_EXERCISE PROMPT:_ Copy the data below line for line, changing nothing.

_DATASET RECORDS:_

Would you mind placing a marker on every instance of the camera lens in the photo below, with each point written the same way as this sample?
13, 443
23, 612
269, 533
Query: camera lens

_TASK ANSWER:_
Would you mind placing a marker on every instance of the camera lens in the photo below, with each point written the same way as this sample?
13, 443
23, 612
269, 533
Query: camera lens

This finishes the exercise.